▸ **Recorded data**
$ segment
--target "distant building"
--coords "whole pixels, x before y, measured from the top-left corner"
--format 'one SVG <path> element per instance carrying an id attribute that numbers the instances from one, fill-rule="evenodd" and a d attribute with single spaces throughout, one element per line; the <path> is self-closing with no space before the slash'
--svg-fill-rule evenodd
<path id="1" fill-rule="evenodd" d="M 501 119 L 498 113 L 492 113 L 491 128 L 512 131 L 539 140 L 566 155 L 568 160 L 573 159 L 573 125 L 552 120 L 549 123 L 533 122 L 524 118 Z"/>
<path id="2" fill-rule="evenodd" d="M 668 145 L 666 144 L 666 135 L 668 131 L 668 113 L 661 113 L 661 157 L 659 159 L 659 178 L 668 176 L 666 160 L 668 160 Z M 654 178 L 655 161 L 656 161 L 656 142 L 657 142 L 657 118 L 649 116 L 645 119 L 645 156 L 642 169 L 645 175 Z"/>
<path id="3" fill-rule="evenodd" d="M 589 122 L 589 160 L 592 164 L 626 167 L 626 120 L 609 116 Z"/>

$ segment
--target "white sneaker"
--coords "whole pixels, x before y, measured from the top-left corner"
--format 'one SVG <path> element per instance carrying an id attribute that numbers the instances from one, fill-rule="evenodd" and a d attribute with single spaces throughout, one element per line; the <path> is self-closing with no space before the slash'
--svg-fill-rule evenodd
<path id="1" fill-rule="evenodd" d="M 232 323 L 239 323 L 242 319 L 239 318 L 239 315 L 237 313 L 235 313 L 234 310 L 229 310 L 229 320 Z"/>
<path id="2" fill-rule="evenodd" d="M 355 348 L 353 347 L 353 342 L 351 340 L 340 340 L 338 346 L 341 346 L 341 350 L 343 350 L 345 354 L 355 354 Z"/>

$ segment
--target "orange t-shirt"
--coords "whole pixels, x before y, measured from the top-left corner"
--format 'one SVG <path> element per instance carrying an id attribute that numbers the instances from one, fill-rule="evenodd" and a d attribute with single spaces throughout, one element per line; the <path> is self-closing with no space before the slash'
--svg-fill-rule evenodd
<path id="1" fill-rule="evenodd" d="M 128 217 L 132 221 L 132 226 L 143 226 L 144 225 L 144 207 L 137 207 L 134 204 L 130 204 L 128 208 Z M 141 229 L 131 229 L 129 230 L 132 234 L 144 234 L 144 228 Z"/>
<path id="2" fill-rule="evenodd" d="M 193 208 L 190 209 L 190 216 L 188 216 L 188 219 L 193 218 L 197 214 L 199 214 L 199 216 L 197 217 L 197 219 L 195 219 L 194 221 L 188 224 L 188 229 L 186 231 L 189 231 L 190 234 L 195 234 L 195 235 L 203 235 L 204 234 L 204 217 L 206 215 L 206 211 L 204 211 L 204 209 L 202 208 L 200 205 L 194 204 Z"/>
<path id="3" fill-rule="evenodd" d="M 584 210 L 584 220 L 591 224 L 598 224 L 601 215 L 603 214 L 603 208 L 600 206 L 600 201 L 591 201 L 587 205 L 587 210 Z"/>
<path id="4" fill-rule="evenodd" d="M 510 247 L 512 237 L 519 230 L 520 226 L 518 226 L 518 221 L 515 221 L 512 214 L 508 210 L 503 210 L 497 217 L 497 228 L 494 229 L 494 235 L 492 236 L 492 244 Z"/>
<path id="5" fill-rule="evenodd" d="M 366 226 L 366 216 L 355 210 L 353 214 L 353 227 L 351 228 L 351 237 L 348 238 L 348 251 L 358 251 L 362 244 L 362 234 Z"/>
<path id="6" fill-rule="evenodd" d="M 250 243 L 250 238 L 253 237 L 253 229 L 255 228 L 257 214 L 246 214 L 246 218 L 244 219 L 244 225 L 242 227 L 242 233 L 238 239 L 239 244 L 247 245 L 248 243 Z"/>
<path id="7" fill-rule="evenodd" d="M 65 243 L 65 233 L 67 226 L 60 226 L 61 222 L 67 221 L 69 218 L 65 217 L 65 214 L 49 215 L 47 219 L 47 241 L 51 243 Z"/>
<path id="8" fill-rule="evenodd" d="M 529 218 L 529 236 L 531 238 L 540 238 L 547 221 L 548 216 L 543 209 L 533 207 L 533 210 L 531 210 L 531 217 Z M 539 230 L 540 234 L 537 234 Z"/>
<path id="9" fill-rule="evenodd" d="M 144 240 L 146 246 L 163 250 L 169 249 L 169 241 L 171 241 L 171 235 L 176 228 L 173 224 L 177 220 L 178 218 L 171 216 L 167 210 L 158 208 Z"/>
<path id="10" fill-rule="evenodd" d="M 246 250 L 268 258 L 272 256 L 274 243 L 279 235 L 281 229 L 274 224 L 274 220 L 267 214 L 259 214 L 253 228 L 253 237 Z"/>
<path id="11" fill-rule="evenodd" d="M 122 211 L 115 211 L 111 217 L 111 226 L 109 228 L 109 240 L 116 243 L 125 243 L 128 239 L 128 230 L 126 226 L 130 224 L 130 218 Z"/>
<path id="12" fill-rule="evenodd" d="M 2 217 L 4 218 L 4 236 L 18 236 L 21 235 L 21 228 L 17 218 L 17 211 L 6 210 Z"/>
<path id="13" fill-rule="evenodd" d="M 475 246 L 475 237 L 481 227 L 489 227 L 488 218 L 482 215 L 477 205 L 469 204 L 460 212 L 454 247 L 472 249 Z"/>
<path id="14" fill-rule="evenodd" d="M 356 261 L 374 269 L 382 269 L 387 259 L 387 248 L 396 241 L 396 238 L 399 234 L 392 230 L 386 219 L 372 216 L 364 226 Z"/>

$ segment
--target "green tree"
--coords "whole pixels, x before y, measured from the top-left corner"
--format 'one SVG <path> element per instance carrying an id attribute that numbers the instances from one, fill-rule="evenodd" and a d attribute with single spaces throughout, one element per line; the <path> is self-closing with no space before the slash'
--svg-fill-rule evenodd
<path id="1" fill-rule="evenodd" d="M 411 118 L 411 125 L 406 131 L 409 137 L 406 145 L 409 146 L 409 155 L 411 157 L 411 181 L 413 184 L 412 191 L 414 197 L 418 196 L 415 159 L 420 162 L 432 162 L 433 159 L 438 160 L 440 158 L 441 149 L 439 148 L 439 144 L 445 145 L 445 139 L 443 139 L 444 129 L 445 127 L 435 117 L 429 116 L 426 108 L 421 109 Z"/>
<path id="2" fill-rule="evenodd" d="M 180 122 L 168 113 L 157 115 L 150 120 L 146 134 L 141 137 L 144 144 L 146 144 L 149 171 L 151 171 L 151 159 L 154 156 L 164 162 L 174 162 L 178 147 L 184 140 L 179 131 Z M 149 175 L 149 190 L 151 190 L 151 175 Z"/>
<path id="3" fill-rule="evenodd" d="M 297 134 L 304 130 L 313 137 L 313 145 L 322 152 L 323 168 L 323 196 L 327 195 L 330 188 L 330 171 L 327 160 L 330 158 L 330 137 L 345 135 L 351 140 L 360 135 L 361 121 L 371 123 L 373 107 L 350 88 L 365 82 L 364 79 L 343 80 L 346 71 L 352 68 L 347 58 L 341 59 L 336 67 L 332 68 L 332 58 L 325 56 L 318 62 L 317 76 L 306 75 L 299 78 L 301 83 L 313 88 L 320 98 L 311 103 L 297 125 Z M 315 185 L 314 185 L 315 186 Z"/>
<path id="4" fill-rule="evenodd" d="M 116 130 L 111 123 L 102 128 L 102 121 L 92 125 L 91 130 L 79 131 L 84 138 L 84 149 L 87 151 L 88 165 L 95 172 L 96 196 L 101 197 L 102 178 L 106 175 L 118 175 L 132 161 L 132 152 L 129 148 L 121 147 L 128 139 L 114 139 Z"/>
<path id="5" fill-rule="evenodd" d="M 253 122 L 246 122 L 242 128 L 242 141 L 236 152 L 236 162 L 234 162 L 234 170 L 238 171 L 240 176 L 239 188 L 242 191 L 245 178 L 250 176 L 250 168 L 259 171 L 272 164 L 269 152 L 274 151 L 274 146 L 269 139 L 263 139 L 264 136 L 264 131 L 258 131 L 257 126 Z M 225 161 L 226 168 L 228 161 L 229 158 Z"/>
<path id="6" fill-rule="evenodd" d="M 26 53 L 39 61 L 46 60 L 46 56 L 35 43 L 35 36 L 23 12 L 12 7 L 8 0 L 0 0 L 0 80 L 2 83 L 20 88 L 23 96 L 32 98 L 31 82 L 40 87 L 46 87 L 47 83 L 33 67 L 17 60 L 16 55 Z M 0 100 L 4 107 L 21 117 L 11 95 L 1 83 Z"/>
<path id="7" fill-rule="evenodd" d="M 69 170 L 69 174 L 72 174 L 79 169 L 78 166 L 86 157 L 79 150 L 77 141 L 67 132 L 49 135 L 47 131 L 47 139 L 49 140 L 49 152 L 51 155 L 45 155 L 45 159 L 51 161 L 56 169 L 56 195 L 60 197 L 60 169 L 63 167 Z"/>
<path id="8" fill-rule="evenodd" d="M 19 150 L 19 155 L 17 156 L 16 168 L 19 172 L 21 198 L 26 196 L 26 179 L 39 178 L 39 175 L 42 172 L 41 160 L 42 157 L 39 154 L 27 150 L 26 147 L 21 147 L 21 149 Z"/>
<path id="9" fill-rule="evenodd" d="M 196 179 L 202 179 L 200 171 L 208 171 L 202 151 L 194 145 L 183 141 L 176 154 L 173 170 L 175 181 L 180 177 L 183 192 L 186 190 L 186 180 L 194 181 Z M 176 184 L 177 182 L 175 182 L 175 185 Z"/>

▸ **Task details**
Copy the records verbatim, beginning at their first line and ending after the line that contains "501 119 L 498"; include both of those lines.

▸ **Completed exercise**
$ segment
--target "distant building"
--coords "whole pixels, x before y, measured from the top-left corner"
--format 'one SVG <path> element per instance carrying an id attribute that numbers the instances from one, fill-rule="evenodd" and a d attribute with single spaces throughout, one element per line; the <path> is self-closing with no space before the slash'
--svg-fill-rule evenodd
<path id="1" fill-rule="evenodd" d="M 501 119 L 498 113 L 492 113 L 491 128 L 512 131 L 539 140 L 566 155 L 568 160 L 573 159 L 573 125 L 552 120 L 549 123 L 533 122 L 524 118 Z"/>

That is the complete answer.